-- Exercise goal --
Your answer must be an exact copy of the entries, containing no images.

-- Study material --
══════════════════════════════

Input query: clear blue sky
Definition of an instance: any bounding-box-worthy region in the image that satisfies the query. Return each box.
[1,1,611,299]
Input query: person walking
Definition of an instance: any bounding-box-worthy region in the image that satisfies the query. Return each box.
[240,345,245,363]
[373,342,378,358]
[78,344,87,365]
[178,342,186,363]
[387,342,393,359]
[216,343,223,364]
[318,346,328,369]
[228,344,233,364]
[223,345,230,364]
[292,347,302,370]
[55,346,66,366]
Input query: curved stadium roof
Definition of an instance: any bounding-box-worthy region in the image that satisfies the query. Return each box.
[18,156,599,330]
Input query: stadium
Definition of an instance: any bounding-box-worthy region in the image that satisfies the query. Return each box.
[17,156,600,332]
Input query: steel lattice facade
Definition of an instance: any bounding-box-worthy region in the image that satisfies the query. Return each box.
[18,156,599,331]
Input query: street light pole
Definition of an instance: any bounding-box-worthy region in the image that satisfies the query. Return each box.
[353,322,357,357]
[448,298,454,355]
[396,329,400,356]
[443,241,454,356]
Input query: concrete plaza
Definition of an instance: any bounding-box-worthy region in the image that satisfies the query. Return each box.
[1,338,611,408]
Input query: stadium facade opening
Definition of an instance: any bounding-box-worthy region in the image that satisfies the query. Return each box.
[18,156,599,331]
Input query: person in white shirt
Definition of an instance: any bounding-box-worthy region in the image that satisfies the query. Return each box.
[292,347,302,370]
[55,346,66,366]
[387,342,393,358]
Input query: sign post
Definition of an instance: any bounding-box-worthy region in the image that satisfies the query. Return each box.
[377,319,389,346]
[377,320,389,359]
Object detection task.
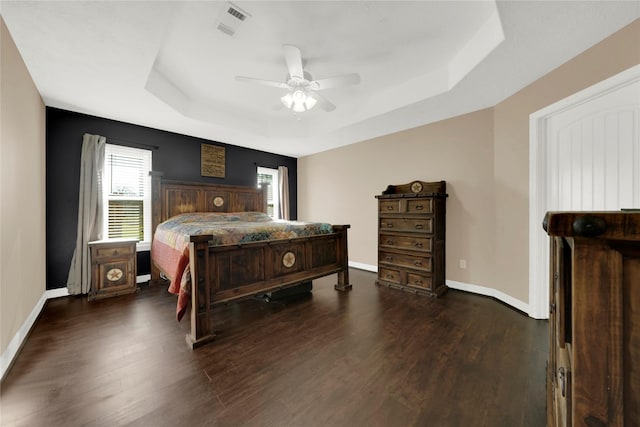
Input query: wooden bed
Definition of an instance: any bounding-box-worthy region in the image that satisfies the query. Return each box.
[150,174,351,348]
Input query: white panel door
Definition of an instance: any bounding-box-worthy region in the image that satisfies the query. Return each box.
[529,65,640,319]
[546,82,640,213]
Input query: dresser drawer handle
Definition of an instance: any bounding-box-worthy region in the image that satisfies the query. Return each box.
[414,242,423,248]
[415,205,424,210]
[414,260,422,267]
[386,274,394,279]
[386,223,393,228]
[386,239,394,245]
[113,250,119,255]
[415,224,423,230]
[385,256,393,262]
[414,279,423,285]
[386,205,394,210]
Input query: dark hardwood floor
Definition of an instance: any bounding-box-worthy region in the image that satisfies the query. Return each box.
[1,269,548,427]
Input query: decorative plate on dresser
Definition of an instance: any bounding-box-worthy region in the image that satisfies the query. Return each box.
[375,180,447,297]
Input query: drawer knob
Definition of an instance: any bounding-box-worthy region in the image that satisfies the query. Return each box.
[414,279,423,285]
[386,205,394,210]
[386,274,394,279]
[572,215,607,237]
[113,250,119,255]
[386,223,393,228]
[385,256,393,261]
[414,260,422,267]
[415,224,423,229]
[415,205,423,210]
[386,239,394,245]
[414,242,423,248]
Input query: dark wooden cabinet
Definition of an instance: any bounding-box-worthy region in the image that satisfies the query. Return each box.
[544,211,640,427]
[88,239,138,300]
[375,180,447,297]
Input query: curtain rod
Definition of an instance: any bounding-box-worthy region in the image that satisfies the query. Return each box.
[106,136,159,151]
[254,162,281,169]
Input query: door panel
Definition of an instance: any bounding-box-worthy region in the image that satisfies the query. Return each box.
[546,80,640,213]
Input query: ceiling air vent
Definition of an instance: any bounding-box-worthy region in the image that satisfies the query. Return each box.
[216,2,250,37]
[227,5,247,21]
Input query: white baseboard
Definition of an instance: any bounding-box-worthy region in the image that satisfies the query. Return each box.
[1,287,69,382]
[348,261,377,273]
[346,265,530,315]
[446,279,530,314]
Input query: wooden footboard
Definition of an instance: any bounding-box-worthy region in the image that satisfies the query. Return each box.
[187,225,351,348]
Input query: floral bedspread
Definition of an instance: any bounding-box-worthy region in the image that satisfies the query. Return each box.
[151,212,333,320]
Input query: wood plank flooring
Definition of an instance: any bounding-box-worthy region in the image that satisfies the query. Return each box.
[1,269,548,426]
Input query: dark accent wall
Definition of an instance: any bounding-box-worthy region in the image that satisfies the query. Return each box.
[46,107,297,290]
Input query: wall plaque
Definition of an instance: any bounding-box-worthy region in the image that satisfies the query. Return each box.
[201,144,225,178]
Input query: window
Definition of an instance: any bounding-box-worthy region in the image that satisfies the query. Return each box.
[103,144,152,250]
[257,166,279,219]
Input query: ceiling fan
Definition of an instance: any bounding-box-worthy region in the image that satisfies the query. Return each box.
[235,45,360,113]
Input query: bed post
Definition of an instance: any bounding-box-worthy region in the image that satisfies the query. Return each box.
[187,235,216,348]
[149,171,164,285]
[333,225,352,291]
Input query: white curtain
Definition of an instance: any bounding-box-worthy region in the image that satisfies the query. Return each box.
[278,166,290,220]
[66,133,106,295]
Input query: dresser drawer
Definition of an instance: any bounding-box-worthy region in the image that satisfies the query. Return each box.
[407,272,432,290]
[380,251,431,272]
[379,234,432,252]
[380,218,433,233]
[378,267,401,284]
[407,198,433,213]
[379,200,401,213]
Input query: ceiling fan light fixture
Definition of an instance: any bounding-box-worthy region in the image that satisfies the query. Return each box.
[281,93,294,109]
[281,89,317,113]
[304,95,317,110]
[292,102,306,113]
[292,89,306,103]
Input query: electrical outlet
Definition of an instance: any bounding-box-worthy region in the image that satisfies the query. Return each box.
[459,259,467,269]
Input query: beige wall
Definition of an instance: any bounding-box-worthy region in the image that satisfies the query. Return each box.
[299,19,640,306]
[0,18,46,358]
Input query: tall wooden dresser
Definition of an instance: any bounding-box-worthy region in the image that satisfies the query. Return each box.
[544,211,639,427]
[375,180,447,297]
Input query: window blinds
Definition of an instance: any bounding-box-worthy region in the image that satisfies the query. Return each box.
[104,144,152,243]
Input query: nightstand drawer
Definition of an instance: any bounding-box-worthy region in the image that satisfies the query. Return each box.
[94,244,135,259]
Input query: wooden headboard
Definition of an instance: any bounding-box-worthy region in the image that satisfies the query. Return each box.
[151,174,268,235]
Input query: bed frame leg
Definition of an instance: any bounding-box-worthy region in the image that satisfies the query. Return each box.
[334,225,352,291]
[188,238,216,349]
[186,332,216,349]
[334,268,352,291]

══════════════════════════════

-- Output for this exercise --
Input query: clear blue sky
Definition of an instance: any bounding-box-worthy region in the image that satisfies the query. Return each box.
[1,1,611,299]
Input query: person walking
Definition of an instance: any bounding-box-worthy region in the image that satisfies the query. Return each box.
[240,345,245,363]
[373,342,378,358]
[78,344,87,365]
[178,342,186,363]
[387,342,393,359]
[216,343,223,364]
[318,346,328,369]
[228,344,233,364]
[223,345,230,364]
[292,347,302,370]
[55,346,66,366]
Input query: curved stadium roof
Definition of an instance: any bounding-box-worthy region in the image that satisfies the query. Return each box.
[18,156,599,330]
Input query: stadium
Definition of an instance: any bounding-box-worthy region in the image that satisfies the query. Return each box.
[17,156,600,332]
Input query: steel lattice facade
Definition of an instance: any bounding-box-worthy region in the image that satisfies the query. Return each box.
[18,156,599,331]
Input query: street light pole
Definition of an instance: any bounding-box-worthy region in the image that satisfies the query. Return each box.
[353,322,357,357]
[448,298,454,355]
[396,329,400,356]
[443,241,454,356]
Input query: concrete plaza
Definition of an instance: any bounding-box-worthy region in the image that satisfies the query. Return each box.
[1,338,611,408]
Input query: stadium facade opening
Definition of an instance: any bounding-box-worthy region in the image that satisfies the query. Return each box.
[18,156,599,331]
Input query: person in white shirt
Definition of an instance: any bounding-box-worthy region in the image that satisfies the query. Return each box.
[292,347,302,370]
[55,346,66,366]
[387,342,393,358]
Input query: sign post
Definition of an instance: any bounding-box-worthy region in the image that satisfies the query. Return each box.
[377,319,389,346]
[377,320,389,359]
Object detection task.
Input query: wooden bed
Definition of an instance: any bounding-box-worthy region in the image that satisfies the query. Return each box.
[150,174,351,348]
Input query: white panel door
Definition of an instance: any bounding-box-worthy region in the image that satisfies the query. Return each box.
[529,65,640,319]
[546,82,640,213]
Input query: dresser drawer handle
Definition of an instance: any bounding-box-worthy region in the image that satisfies the query. Return each box.
[414,242,423,248]
[415,205,424,210]
[414,260,422,267]
[386,274,394,279]
[386,223,393,228]
[386,239,394,245]
[113,250,119,255]
[415,224,423,230]
[385,256,393,262]
[414,279,423,285]
[386,205,394,210]
Input query: dark hardwood floor
Definition of an instance: any bounding-box-worthy region in the image that satisfies the query. Return each box.
[1,269,548,427]
Input query: decorative plate on dresser
Definition of an instance: any bounding-box-worthy region in the image that satisfies the query. Return each box.
[375,180,447,297]
Input query: drawer knob
Definition of an instance: any bounding-box-worthy region in the image that satisfies the query. Return each box.
[414,279,423,285]
[386,205,394,210]
[386,274,394,279]
[572,215,607,237]
[113,250,119,255]
[386,223,393,228]
[385,256,393,261]
[414,260,422,267]
[415,224,423,229]
[415,205,423,210]
[386,239,394,245]
[414,242,423,248]
Input query: dark wooden cabinet
Definition of an instance: any bounding-box-worthy region in the image that satisfies the query. Return each box.
[544,211,640,427]
[88,239,138,300]
[375,180,447,297]
Input query: curtain rod
Definition of an instance: any bounding-box-worthy region in the image that satisfies the query. Return each box.
[106,136,159,151]
[254,162,281,169]
Input query: door panel
Definition of an instance: any bounding-box-worthy region in the image that satisfies the query. Return each box.
[546,80,640,213]
Input query: ceiling air vent
Definition of an instance: any bounding-box-worthy region in the image that satisfies the query. Return each box.
[216,2,250,37]
[227,5,247,21]
Input query: white baseboard
Definition of an instance: any bounding-box-worthy region in the image that satisfies the query. Return each box.
[1,287,69,382]
[348,261,377,273]
[346,265,530,315]
[446,279,530,314]
Input query: wooden footboard
Definition of an instance: any bounding-box-worthy region in the image that satisfies the query. Return each box.
[187,225,351,348]
Input query: floral bedspread
Definition of an instance: any bounding-box-worthy region in the image that satisfies the query. Return each box.
[151,212,333,320]
Input query: wood plank flooring
Definition of an instance: any bounding-box-worthy region in the image that satisfies the query. Return each box.
[1,269,548,426]
Input query: dark accent wall
Definition of an instance: any bounding-box-worthy region in the image that satisfies the query. Return each box.
[46,107,297,290]
Input query: wall plaque
Definition of an instance: any bounding-box-worthy region in the image that satisfies the query. Return each box.
[201,144,225,178]
Input query: window
Definition of an instance: any bounding-box-worthy region in the image that satisfies the query. Return each box.
[103,144,152,250]
[257,166,279,219]
Input query: ceiling fan
Definition of an instance: any bounding-box-worthy region in the image that satisfies the query. Return each box.
[235,45,360,113]
Input query: bed post
Definition of an instance: any bounding-box-worthy region in the image that satisfies the query. Return each box.
[187,235,216,348]
[149,171,164,285]
[333,225,352,291]
Input query: white curtain
Definition of an instance: any bounding-box-worthy region in the image that satisfies the query. Return each box.
[278,166,290,220]
[66,133,106,295]
Input query: dresser drawer
Definition of an instance: any bounding-box-worthy region in the image that satisfies the query. Return each box.
[407,272,432,290]
[380,251,431,272]
[379,234,432,252]
[380,218,433,233]
[378,267,401,284]
[407,198,433,213]
[379,200,401,213]
Input query: ceiling fan light fixture
Definition of an instance: any bounding-box-worthy region in the image that satisfies the query. Return each box.
[281,93,294,109]
[281,89,317,113]
[304,95,317,110]
[292,102,306,113]
[292,89,306,103]
Input query: electrical outlet
Definition of an instance: any bounding-box-worthy region in the image that satisfies the query. Return each box.
[459,259,467,269]
Input query: beige wall
Definition of an instance: any bounding-box-worthy region in the image that satisfies the query. Return each box.
[299,19,640,306]
[0,18,46,358]
Input query: tall wooden dresser
Definition of an instance: any bounding-box-worthy region in the image that satisfies the query. Return each box.
[544,211,639,427]
[375,180,447,297]
Input query: window blinds
Definition of an instance: any bounding-box-worthy region in the image that satisfies the query. Return each box.
[104,144,152,243]
Input query: nightstand drawer
Definition of an instance: any bounding-box-worthy region in the image that satisfies the query. Return each box.
[94,244,135,259]
Input query: wooden headboard
Definition of an instance: any bounding-box-worthy region in the image that satisfies the query. Return each box.
[151,174,268,235]
Input query: bed frame leg
Definition of an instance: any bounding-box-worthy region in the image that satisfies the query. Return each box.
[334,225,352,291]
[188,238,216,349]
[186,332,216,349]
[334,268,352,291]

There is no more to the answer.